- **Task item**
Which passage of the text on catabolism and anabolism begins with "catabolic and anabolic" and goes on through "of the cell."? Extract that passage word for word.

- **Text section**
[Start of Attachment]

The solution of the apparent contradiction may be in the scales of time:
- At any point in time, you can either slim down (catabolic, during excercise) or build muscle (anabolic, during rest after excercise), but
- on a more coarse time scale where excercise and rest phases are "at the same time" both can happen "together".
See e.g. the paper cited in @SyrenBaran's answer reporting that this does actually happen.
Roughly speaking,
catabolism is the part of metabolism (i.e. biochemical pathways) that break down larger molecules into smaller ones, including the part of metabolism that produces free energy.
anabolism are biochemical pathways that produce larger molecules from smaller ones, using free energy.
By these definitions, β-Oxidation, the process that breaks down lipids (fat) into Acetyl-CoA that can then enter e.g. the citric acid cycle for energy production is catabolic, while producing e.g. muscle protein from amino acids is anabolic.
catabolic and anabolic pathways are almost always separate. This is required for energetic reasons [...]
Many metabolic reactions are regulated/controlled by the energetic status of the cell.
[...]
ATP-producing [catabolic] pathways are inhibited by high energy charge [that's a way to quantify the energetic status of the cell] whereas ATP-consuming [anabolic] pathways are stimulated.
(Stryer: Biochemie, Spektrum 1991, p. 338, my translation - if someone has access to the English version, feel free to replace)
So, if you look into a muscle cell during excercise, you'll find that mostly catabolic (energy "producing") pathways are "on" in order to rebuild the ATP that is consumed by the physical work, but anabolism (e.g. protein synthesis) is downregulated - that would be a further consumer of energy, which is scarce already. And the need for energy signaled throughout the body, upregulating e.g. β-Oxidation. So during excercise, you slim down but don't build muscle.
On a full body perspective, things get a bit more complicated: for example, you may be breaking down muscle protein into amino acids (catabolic) to have their liver use these amino acids for gluconeogenesis (anabolic) to produce glucose to feed the brain where the glucose enters glycolysis (catabolic). But, if we're looking at cycles of excercise vs. feeding & resting times, we can say that during excercise the metabolism is mostly catabolic, while anabolic pathways are active during feed & rest phases (there are still also catabolic pathways active: they produce the free energy and also substrates for the anabolic processes). See e.g. Rasmussen & Blake: Contractile and Nutritional Regulation of Human Muscle Growth, Exercise and Sport Sciences Reviews: July 2003 - Volume 31 - Issue 3 - p 127-131. They report increased muscle protein synthesis 2 h to up to 2 days after excercise - the review also contains time courses that show muscle protein synthesis ramping up after excercise.
At the first glance, protein metabolism seems to be unrelated to lipid metabolism. But protein is synthetized (anabolic) from amino acids, and these amino acids can also enter catabolic pathways for free energy production - and are then of course no longer available for protein synthesis. These pathways are coupled, and protein synthesis is downregulated when the more pressing need of the body is energy production. You may look at this as avoiding a futile cycle, at least if the energy need is sufficient that the body starts breaking down protein for energy production.

[End of Attachment]

- **Records from a data source**
[Start of Attachment]

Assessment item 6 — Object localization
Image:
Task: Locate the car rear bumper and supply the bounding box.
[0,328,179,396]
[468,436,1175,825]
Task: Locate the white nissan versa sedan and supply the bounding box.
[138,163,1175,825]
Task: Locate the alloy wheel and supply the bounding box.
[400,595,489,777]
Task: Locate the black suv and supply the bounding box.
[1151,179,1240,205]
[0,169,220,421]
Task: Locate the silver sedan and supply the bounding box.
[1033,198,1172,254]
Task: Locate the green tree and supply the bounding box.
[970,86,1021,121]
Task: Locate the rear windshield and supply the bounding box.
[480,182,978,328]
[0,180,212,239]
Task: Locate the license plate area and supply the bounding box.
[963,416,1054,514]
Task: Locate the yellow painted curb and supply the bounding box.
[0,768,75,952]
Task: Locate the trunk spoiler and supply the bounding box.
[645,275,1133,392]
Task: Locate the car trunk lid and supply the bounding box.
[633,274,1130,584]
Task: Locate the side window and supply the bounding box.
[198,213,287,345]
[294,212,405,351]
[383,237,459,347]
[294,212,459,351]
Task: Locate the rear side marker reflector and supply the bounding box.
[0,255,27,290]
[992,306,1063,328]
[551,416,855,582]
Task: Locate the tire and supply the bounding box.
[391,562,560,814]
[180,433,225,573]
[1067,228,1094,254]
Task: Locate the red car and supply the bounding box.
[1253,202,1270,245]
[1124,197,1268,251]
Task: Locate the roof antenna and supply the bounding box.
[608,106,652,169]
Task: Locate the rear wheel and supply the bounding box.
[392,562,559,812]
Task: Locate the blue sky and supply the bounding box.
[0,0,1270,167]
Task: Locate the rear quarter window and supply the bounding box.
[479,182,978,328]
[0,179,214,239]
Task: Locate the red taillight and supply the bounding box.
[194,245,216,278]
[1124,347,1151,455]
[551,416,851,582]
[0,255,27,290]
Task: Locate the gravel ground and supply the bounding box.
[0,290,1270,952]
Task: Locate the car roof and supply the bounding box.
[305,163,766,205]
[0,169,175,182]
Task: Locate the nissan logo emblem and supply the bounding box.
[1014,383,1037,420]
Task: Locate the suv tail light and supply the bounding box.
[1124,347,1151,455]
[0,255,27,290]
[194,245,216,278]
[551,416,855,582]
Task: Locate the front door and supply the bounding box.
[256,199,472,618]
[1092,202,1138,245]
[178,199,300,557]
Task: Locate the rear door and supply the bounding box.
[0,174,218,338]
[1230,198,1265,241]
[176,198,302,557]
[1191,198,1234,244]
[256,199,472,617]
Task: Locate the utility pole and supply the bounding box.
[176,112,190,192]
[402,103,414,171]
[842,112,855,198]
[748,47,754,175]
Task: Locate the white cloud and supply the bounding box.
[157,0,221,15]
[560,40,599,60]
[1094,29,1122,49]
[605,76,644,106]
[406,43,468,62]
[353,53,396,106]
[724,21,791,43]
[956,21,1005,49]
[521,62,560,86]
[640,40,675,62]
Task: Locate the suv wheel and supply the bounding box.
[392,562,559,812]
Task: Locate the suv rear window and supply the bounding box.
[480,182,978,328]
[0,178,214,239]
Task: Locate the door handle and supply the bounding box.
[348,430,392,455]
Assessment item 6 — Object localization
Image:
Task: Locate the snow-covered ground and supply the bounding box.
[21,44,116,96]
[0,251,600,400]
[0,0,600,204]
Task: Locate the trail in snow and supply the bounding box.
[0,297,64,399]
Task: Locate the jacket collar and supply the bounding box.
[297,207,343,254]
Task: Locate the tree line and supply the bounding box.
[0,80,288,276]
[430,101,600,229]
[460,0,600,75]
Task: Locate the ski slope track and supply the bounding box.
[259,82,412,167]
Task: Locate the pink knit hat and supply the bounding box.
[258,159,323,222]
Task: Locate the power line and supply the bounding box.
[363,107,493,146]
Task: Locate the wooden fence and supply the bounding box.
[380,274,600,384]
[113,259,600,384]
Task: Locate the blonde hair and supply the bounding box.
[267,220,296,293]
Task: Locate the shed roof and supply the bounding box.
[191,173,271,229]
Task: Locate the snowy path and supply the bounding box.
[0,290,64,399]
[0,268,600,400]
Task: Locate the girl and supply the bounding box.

[End of Attachment]

- **Written response**
catabolic and anabolic pathways are almost always separate. This is required for energetic reasons [...]
Many metabolic reactions are regulated/controlled by the energetic status of the cell.